The International Longevity Alliance announces the winners of the first of its kind prize Competition to support longevity activism, advocacy and raising public awareness about longevity research.

A good number of submissions were made from around the world by leading longevity activist organizations and individuals. It was difficult to make the decisions, as all the contributions were excellent and beneficial for the longevity movement worldwide. All were done by dedicated, creative and effective longevity activists and educators. The main prize can be the actual activities performed. Nonetheless, several activism projects were selected. The decisions were mainly based on the awareness impacts that the projects made in the particular areas, people’s involvement, especially during the October Longevity Month campaign, but also taking into account the past record of longevity activism and encouraging activism development for the future. 

And the winners are: 

First prize: Mikhail Batin and Anastasia Egorova – Open Longevity, Russia, for the Longevity School initiative and the longevity documentary and social media initiatives, among their diverse and long-standing longevity activism, advocacy and educational programs, including an annual offline longevity school.   

Second prize: Andreas Kabus – Longevity Germany, for the advocacy outreach during the Longevity Month. Andreas is representative of several longevity activism and advocacy initiatives and organizations, including the single issue German Health Party. Yet the prize is given not in relation to any particular organization, but for the longevity outreach effort generally.

Third prize: Jose Cordeiro – Singularity Madrid, Spain, for the organization of longevity month online events and media promotions, especially for the Spanish-speaking community, and the publication of the book The Death of Death, among other diverse and long-standing longevity advocacy, educational and awareness raising projects.

== GIVEN DATA ==
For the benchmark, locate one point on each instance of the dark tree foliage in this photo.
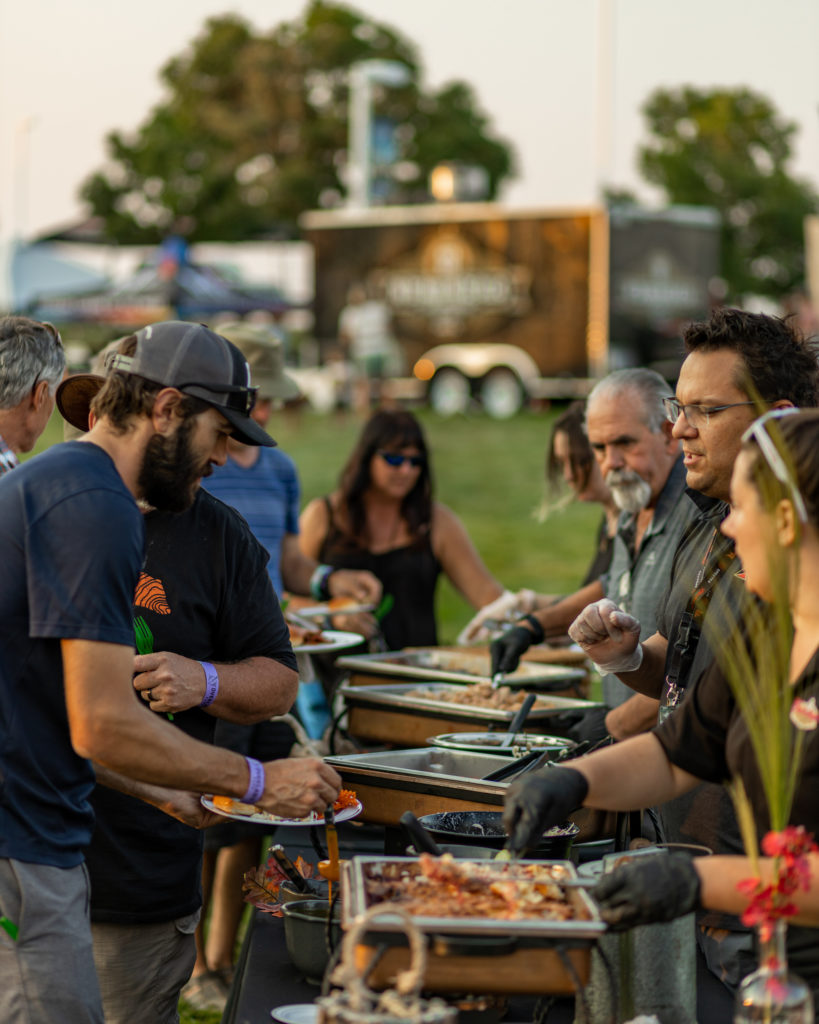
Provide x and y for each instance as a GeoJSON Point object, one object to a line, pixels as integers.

== PROBLEMS TO SOLVE ==
**A.** Answer these about the longevity prize announcement, one line each and marked like the questions:
(i) Which month's campaign did the judges especially weigh people's involvement in?
(ii) Who won second prize, and what organization is listed with that name?
(iii) What book is the third-prize winner credited with publishing?
**B.** Do these statements agree with the longevity prize announcement? Answer yes or no for each and quote the words that decide it.
(i) The first prize went to a single person.
(ii) The second prize was awarded for work with the German Health Party.
(iii) The third-prize winner's events and media promotions were aimed especially at Spanish speakers.
**C.** Could you write the next part of the longevity prize announcement, picking up after its final sentence?

== ANSWER LIST ==
**A.**
(i) October, during the Longevity Month campaign.
(ii) Andreas Kabus, listed with Longevity Germany.
(iii) The Death of Death.

**B.**
(i) No: "First prize: Mikhail Batin and Anastasia Egorova"
(ii) No: "Yet the prize is given not in relation to any particular organization, but for the longevity outreach effort generally."
(iii) Yes: "media promotions, especially for the Spanish-speaking community"

**C.**
There were many excellent submissions by activists, including several less familiar actors in the longevity community, who nonetheless showed a significant potential to develop longevity activism, now and for the future. Hence a new prize category was established: “the breakthrough longevity activism prize” for emerging and promising longevity activism projects and actors.

The four winners of the Breakthrough Longevity Activism Prize are:

Aftab Ahmad – Pakistan Aging Research Society and National Academy of Young Scientists, for the events and promotions in Pakistan during the longevity month

Agbolade Omowole — Longevity Nigeria, for the organization of online events and media promotions during the Longevity Month.

Josiah Akinloye — Enlightenment Transhumanist Forum of Nigeria – ETFN, for longevity outreach media content creation. Josiah is an ILA member (as also several other submitters), yet the prize is given not in relation to any particular organization, but for the longevity advocacy and content creation.   

Youness Erraiba – For Bladi Association, Morocco, for the emerging educational project Longevity Research Support

In addition, recognition and commendation are given to the other participants:

Avinash Kumar Singh and Sarah Ahamed — India Future Society, India, for the organization of the longevity month online event and publication.

Alexander Shishparenok, Russia, for the Open Science – Gerontology educational channel  

Roc Ordman, USA, for the Nutrition Investigator research and education portal 

Tony Bernstein – Portal Terceira Idade, The Third Age Portal, Brazil, for the healthy longevity promotional video.

Congratulations and thanks to all the winners and participants! The aim of this competition was not to “select the best”, but to encourage more longevity activism. We hope this prize has contributed to this aim and we hope this tradition will continue. The competition showed that longevity activism, even in this difficult period, is alive and actively working for its vital mission to build up public support for more longevity science, for a better, more healthy and resilient future for all of us. Hopefully, more longevity activism will be done in the future. And hopefully, more support, both human and other resources, will be given to longevity activism, to enable it to succeed in its mission.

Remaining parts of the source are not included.